**Excerpt provided**
The code here relies on wikipedia having been imported into Postgres using Wiki Import. So we setup a connection to postgres, fetch the 10000 most popular movies and then extract for each the movie name, the image for the movie and the outgoing links from that page


In [3]:
postgres_conn = psycopg2.connect('dbname=douwe user=notebook')
postgres_cursor = postgres_conn.cursor(cursor_factory=psycopg2.extras.DictCursor)

In [4]:
print 'Getting top movies...'
postgres_cursor.execute(
    "SELECT wikipedia.*, wikistats.viewcount FROM wikipedia "
    "JOIN wikistats ON wikipedia.title = wikistats.title WHERE wikipedia.infobox = 'film' "
    "ORDER BY wikistats.viewcount DESC limit 10000"
)
print 'done'


Getting top movies...
done

In [5]:
movies = []
for movie in postgres_cursor:
    wikicode = mwparserfromhell.parse(movie['wikitext'])
    image = None
    for template in wikicode.filter_templates():
        if template.name.lower().startswith('infobox '):
            for param in template.params:
                key = param.name.strip()
                if key == 'image':
                    image = param.value.strip()
            break
    if image:
        image_name = fetch_image(image)
    movies.append((movie['title'], image_name, [unicode(x.title) for x in wikicode.filter_wikilinks()], movie['viewcount']))

len(movies)


Veyil4.jpg
Out[5]:
10000

Now that we have all the movies, extract all the outgoing links (refs) and keep the ones that are used more than once.


In [6]:
ref_counts = Counter()
for _, _, refs, _ in movies:
    ref_counts.update(refs)
all_refs = [ref for ref, count in ref_counts.items() if count > 1]
ref_to_id = {ref: idx for idx, ref in enumerate(all_refs)}
movie_to_id = {title: idx for idx, (title, _, _, _) in enumerate(movies)}
len(all_refs), len(ref_counts)


Out[6]:
(101797, 218227)

Now createthe refs_movie structure that holds for each ref, the movies that refer to it:


In [7]:
refs_movies = defaultdict(list)

**Exercise**
Can you copy out, word for word, the part of the Wikipedia movie notebook excerpt starting with "len(movies)" and going on through "more than once."?

**Excerpted data**
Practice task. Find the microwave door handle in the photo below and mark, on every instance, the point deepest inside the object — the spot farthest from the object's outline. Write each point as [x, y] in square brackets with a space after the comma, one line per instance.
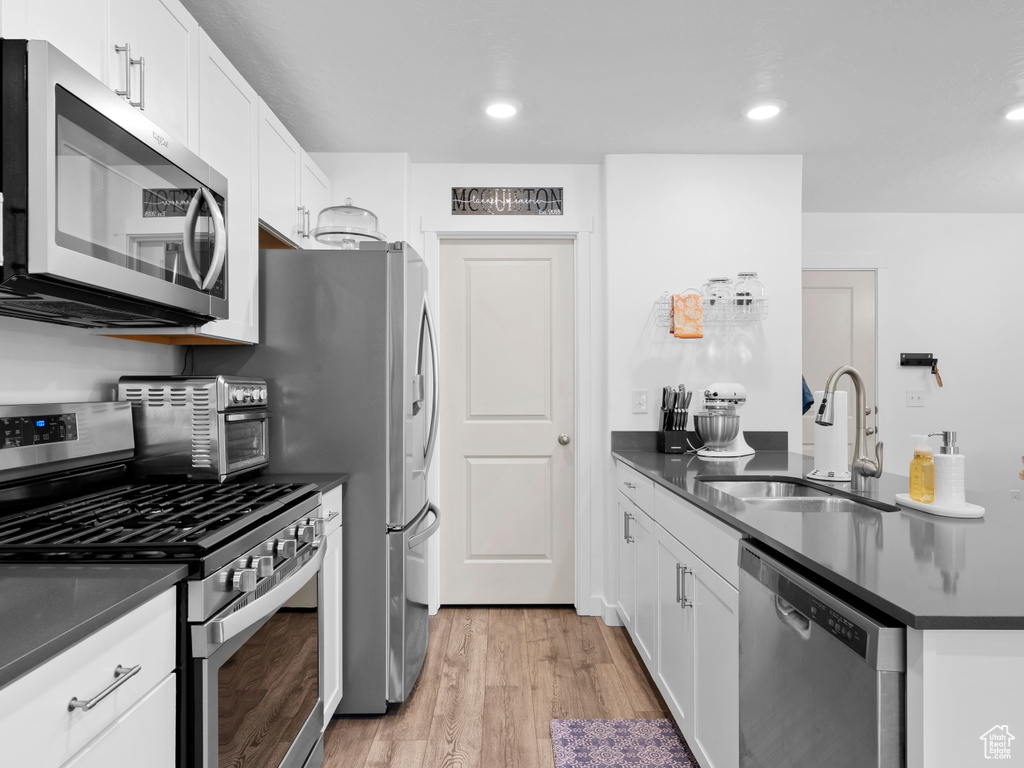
[188, 240]
[220, 240]
[428, 324]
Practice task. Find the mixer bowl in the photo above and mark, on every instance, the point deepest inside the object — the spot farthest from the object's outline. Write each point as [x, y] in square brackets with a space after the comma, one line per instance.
[716, 429]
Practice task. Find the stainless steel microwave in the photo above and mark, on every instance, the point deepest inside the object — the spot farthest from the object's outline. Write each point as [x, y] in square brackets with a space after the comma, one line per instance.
[108, 220]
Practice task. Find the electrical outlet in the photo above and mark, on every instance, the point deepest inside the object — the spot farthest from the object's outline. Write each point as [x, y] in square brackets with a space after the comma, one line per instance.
[639, 400]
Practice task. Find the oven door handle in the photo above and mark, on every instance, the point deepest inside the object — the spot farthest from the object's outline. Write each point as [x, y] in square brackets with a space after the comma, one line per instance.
[207, 638]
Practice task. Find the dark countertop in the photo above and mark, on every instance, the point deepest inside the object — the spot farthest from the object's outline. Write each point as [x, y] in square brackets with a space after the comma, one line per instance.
[924, 570]
[46, 608]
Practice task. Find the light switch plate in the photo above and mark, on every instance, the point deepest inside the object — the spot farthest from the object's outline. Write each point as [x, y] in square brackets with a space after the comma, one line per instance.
[639, 400]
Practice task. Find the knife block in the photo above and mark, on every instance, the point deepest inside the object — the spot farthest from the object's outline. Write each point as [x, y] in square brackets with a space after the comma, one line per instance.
[672, 441]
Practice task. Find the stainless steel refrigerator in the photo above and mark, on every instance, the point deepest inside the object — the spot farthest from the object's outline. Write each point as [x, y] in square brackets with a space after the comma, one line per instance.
[348, 349]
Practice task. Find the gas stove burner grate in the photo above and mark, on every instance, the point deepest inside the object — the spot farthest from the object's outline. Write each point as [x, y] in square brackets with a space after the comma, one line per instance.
[144, 520]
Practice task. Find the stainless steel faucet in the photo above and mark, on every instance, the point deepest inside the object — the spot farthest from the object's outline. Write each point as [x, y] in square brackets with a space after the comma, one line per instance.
[862, 465]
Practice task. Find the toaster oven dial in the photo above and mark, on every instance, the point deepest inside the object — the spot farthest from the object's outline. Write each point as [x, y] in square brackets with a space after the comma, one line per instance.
[244, 580]
[262, 564]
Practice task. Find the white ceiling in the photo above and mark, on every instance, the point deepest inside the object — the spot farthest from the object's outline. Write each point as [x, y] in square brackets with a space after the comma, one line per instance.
[895, 104]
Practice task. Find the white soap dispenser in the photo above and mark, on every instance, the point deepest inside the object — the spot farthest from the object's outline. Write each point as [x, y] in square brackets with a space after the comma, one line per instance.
[949, 472]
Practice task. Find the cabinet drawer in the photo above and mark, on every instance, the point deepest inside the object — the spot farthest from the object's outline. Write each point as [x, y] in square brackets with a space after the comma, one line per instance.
[635, 486]
[147, 728]
[36, 727]
[708, 538]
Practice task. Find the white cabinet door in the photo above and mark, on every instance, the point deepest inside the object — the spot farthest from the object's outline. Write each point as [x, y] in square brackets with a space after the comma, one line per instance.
[80, 29]
[314, 194]
[228, 141]
[674, 667]
[147, 729]
[646, 587]
[625, 563]
[715, 738]
[166, 37]
[280, 159]
[331, 605]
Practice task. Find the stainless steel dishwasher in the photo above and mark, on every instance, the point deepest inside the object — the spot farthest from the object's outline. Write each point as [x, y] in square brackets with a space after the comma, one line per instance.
[820, 683]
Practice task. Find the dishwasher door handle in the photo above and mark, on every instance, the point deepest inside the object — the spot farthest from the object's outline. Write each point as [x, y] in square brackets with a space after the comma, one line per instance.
[788, 614]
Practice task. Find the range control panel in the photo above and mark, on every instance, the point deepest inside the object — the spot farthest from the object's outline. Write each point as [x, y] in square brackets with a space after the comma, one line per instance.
[27, 431]
[839, 627]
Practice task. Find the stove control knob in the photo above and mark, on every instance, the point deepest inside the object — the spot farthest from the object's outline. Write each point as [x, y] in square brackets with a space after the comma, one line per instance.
[262, 564]
[285, 548]
[244, 580]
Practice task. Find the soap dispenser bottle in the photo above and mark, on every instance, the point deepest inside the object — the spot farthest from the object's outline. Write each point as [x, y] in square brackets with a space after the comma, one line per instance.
[923, 471]
[949, 472]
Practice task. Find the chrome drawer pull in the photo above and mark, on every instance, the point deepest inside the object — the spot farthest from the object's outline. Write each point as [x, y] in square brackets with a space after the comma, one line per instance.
[122, 675]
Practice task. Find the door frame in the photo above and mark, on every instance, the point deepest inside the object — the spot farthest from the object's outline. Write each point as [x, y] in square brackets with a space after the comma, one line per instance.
[587, 524]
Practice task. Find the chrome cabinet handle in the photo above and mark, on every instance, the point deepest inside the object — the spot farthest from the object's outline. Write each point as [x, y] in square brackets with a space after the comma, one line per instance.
[140, 61]
[220, 240]
[126, 49]
[121, 676]
[687, 603]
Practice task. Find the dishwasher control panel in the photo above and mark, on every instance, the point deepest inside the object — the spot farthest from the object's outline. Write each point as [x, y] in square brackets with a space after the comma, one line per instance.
[848, 633]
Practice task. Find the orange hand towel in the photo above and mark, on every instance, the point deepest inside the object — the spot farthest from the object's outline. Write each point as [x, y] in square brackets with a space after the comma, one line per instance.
[687, 315]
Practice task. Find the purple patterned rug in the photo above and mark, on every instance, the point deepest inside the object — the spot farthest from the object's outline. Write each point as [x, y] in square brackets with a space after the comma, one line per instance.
[637, 743]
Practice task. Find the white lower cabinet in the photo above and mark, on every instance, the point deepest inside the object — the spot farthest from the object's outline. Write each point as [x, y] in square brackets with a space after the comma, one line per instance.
[38, 730]
[331, 574]
[146, 729]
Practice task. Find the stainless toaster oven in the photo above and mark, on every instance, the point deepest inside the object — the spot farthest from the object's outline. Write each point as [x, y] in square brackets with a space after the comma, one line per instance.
[198, 427]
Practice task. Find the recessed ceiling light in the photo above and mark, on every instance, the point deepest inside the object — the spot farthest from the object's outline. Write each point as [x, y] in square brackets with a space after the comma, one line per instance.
[764, 110]
[1016, 113]
[502, 109]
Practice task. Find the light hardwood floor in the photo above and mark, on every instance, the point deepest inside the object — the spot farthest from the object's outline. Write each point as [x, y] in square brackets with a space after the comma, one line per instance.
[493, 680]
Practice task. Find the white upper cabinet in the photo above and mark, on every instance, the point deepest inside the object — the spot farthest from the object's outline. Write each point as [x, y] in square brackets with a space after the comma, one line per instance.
[292, 188]
[80, 29]
[146, 49]
[164, 41]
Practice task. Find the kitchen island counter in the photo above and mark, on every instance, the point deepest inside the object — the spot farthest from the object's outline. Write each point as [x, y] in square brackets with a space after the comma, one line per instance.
[44, 609]
[925, 570]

**Response to this exercise**
len(movies)


Veyil4.jpg
Out[5]:
10000

Now that we have all the movies, extract all the outgoing links (refs) and keep the ones that are used more than once.